→ **Brief**
Return, word for word, the part of the data that opens with the line containing "LOOKUP steep rock face | emit_box" and closes with the line containing "[260,218,270,240]", keeping both of those lines.

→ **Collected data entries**
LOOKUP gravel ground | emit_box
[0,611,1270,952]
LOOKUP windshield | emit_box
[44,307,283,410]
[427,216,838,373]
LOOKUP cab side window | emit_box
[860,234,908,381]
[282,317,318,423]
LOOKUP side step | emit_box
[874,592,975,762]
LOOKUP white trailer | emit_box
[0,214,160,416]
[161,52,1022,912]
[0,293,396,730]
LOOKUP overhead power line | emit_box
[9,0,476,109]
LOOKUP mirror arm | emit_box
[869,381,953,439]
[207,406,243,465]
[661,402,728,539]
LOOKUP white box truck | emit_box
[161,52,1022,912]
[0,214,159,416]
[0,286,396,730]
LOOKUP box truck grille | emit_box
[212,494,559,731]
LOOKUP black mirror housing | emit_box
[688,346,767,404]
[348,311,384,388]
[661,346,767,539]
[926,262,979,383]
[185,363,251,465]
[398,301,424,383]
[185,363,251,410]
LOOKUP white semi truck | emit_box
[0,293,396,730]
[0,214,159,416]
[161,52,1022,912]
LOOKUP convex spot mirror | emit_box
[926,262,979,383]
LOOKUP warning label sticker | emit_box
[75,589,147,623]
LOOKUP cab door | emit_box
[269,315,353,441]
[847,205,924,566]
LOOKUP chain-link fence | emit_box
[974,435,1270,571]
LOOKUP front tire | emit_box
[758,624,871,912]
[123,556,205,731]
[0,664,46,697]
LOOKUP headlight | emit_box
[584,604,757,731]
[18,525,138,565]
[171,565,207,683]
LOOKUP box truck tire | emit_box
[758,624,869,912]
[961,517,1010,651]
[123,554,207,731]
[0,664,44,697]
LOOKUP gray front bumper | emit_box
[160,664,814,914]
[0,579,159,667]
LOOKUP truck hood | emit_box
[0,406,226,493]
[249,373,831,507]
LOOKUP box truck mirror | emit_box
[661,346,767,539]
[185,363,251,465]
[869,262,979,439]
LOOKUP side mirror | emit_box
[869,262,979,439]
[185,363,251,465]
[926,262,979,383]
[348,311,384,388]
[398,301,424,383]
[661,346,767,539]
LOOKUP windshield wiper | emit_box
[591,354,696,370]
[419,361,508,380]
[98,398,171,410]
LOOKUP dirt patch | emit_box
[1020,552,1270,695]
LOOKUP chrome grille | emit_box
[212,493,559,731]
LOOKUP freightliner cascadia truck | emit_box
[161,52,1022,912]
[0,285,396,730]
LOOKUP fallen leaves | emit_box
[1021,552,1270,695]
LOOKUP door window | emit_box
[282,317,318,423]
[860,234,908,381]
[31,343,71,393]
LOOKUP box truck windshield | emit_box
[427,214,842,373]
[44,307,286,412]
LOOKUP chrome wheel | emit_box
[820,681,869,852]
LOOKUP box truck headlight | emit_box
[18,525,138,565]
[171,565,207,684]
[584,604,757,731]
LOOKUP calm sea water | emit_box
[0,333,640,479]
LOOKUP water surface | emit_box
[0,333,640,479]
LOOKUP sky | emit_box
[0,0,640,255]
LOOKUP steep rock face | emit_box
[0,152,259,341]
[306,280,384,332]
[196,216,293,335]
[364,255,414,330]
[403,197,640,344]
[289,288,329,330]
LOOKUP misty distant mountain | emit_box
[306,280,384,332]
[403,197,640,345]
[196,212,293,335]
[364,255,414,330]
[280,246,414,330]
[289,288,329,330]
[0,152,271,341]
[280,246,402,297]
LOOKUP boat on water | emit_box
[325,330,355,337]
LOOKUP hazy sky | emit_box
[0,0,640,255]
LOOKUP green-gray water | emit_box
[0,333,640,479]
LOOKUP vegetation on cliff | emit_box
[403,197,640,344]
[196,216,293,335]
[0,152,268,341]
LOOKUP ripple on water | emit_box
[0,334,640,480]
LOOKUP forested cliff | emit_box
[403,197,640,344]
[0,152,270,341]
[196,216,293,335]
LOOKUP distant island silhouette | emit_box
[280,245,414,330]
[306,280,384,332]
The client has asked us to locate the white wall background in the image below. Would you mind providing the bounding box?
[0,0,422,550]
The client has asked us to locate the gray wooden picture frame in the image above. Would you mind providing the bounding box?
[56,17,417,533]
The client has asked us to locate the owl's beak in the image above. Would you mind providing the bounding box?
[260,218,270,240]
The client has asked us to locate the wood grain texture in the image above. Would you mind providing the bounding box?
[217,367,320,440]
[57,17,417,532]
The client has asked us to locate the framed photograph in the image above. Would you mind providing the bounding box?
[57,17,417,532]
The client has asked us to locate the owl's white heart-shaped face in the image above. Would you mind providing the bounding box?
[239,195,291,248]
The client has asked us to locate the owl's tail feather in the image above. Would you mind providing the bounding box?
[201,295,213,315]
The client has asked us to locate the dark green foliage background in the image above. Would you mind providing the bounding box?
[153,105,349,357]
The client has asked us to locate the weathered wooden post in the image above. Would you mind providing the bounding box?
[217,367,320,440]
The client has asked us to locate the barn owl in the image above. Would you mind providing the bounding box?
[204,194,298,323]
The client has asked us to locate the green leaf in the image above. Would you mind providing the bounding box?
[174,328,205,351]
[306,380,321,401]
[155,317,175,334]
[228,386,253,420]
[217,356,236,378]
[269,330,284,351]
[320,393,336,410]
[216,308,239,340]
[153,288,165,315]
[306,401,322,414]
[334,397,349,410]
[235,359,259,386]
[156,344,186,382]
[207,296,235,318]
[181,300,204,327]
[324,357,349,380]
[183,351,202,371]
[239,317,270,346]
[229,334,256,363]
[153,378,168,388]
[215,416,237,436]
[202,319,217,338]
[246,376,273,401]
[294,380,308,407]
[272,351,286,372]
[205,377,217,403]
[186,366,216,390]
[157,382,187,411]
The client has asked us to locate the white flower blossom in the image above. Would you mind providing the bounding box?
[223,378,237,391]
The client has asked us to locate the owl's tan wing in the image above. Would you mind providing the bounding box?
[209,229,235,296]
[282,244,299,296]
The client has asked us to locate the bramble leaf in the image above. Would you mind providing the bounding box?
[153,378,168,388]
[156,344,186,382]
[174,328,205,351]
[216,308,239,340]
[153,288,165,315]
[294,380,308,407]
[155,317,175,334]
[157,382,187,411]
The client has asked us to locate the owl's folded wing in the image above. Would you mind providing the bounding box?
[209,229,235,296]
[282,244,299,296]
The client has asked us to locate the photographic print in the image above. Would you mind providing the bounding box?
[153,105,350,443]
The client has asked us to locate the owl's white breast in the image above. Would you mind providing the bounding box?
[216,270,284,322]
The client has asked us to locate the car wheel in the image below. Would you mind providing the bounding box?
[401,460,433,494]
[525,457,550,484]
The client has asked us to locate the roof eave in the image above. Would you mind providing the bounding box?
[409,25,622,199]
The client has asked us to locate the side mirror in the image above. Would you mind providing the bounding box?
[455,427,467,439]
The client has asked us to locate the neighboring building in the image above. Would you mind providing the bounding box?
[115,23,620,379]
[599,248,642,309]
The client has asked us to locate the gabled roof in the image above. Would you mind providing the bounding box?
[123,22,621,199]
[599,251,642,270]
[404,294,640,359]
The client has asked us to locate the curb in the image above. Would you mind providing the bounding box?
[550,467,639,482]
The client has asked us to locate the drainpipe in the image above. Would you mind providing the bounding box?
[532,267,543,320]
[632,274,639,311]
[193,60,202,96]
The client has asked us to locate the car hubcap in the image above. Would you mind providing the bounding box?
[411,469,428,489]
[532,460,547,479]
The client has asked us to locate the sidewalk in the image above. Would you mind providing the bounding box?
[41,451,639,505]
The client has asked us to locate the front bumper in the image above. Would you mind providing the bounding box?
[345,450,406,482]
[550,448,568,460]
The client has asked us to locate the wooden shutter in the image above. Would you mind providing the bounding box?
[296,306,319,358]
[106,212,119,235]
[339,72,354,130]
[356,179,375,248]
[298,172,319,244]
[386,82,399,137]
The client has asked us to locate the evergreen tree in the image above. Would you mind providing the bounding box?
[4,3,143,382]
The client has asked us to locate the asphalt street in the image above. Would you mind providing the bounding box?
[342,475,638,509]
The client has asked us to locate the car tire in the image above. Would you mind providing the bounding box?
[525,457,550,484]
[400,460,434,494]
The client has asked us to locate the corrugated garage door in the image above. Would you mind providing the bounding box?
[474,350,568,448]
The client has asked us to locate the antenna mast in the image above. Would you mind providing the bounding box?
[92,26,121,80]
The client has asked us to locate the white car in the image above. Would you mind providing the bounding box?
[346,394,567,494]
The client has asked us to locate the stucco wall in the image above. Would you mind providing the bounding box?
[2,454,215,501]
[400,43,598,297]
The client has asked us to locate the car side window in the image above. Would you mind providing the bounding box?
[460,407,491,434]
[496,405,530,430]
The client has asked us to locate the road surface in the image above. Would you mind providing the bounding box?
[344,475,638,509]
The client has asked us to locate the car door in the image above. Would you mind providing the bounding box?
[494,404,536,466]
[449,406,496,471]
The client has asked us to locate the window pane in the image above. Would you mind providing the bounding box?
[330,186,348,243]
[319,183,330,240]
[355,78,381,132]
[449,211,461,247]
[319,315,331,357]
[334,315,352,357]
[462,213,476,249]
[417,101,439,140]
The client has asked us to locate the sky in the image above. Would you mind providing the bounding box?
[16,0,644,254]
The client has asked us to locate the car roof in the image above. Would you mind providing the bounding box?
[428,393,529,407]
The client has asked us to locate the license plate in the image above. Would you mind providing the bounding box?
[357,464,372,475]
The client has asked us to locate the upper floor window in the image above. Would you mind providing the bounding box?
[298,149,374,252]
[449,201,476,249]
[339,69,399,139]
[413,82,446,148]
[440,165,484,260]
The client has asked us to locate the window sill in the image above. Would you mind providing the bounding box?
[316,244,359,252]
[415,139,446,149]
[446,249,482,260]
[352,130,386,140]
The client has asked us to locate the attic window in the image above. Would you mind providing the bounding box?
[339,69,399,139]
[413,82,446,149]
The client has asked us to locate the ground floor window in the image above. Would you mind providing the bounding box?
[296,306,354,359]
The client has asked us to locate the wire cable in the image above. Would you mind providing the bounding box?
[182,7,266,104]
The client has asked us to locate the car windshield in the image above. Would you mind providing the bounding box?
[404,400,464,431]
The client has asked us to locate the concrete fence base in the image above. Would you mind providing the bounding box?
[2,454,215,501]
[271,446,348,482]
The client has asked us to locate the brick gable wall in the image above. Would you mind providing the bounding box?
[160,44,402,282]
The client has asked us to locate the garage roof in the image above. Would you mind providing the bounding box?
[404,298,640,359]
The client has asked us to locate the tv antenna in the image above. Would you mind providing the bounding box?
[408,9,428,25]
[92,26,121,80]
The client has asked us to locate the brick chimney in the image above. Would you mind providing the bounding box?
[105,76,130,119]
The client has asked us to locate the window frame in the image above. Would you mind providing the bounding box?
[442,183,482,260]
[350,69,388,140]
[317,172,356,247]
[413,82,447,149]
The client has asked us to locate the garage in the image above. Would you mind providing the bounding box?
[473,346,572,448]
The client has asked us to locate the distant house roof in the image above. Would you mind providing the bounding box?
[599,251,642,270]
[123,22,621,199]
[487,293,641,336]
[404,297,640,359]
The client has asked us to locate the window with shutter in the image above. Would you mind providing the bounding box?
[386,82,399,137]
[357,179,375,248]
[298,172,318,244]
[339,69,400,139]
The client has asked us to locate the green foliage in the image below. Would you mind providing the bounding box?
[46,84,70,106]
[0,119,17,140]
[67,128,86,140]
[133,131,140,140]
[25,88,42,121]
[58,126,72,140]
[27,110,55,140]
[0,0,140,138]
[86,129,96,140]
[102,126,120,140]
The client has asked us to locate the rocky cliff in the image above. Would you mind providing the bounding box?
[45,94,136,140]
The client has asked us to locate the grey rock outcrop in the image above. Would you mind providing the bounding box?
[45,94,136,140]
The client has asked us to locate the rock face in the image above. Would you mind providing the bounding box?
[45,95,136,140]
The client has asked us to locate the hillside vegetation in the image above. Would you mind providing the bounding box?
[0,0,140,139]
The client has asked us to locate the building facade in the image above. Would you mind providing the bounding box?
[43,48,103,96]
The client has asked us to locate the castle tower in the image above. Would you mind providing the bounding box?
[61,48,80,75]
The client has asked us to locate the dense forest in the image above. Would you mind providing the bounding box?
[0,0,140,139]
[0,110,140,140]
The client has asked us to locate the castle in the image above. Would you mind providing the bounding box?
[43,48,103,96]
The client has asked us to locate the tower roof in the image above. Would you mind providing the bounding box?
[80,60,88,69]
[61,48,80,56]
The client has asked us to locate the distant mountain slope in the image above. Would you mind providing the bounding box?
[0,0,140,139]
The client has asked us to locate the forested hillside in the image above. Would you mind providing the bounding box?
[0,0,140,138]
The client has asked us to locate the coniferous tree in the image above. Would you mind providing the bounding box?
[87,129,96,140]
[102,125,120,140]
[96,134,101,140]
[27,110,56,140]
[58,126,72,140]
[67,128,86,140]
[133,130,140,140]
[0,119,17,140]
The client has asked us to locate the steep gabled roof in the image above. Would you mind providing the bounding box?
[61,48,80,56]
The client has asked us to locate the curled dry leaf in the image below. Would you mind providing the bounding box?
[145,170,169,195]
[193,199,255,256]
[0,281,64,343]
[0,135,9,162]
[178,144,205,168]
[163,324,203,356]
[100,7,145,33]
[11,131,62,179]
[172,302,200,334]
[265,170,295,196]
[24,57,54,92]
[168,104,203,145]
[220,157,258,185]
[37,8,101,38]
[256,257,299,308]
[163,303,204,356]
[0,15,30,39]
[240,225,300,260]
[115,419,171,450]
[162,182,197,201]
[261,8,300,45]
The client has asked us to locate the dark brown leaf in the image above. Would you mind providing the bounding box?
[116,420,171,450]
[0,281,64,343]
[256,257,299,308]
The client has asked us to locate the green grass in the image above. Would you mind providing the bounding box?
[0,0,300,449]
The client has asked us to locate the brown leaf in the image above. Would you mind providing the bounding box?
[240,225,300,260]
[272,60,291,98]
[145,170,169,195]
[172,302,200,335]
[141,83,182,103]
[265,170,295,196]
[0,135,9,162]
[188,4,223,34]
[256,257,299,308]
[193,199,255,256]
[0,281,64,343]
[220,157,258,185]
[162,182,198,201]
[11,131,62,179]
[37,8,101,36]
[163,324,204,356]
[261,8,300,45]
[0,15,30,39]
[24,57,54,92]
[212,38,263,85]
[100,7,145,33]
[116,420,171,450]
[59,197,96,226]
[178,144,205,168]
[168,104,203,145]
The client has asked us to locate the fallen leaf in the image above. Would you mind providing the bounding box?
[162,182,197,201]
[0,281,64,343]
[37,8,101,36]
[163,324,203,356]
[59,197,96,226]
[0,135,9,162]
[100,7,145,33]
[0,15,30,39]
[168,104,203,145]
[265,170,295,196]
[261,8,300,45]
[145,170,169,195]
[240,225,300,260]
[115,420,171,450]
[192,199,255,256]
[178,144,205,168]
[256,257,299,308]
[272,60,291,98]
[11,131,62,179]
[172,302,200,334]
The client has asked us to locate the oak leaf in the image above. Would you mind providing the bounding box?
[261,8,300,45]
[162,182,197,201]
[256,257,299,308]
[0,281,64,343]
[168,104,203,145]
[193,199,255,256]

→ **Right answer**
LOOKUP steep rock face | emit_box
[0,152,259,341]
[306,280,384,332]
[196,216,293,335]
[364,255,414,330]
[403,197,640,344]
[289,288,329,330]
LOOKUP misty distant mountain | emit_box
[306,280,384,332]
[403,197,640,345]
[196,212,293,335]
[364,255,414,330]
[280,246,414,330]
[289,288,329,330]
[0,152,271,341]
[280,246,402,297]
LOOKUP boat on water | emit_box
[325,330,355,337]
LOOKUP hazy sky | emit_box
[0,0,640,255]
LOOKUP green-gray water | emit_box
[0,333,640,479]
LOOKUP vegetation on cliff | emit_box
[403,197,640,344]
[196,216,293,335]
[0,152,268,341]
LOOKUP ripple on water | emit_box
[0,334,640,480]
LOOKUP forested cliff | emit_box
[403,197,640,344]
[0,152,270,341]
[196,216,293,335]
LOOKUP distant island silhouette | emit_box
[280,245,414,330]
[306,280,384,332]
The client has asked us to locate the white wall background in the image below. Would you mind providing the bounding box?
[0,0,422,550]
The client has asked us to locate the gray wooden picture frame in the image above. Would you mind providing the bounding box?
[56,17,417,533]
The client has asked us to locate the owl's beak in the image above. Would you mind providing the bounding box?
[260,218,270,240]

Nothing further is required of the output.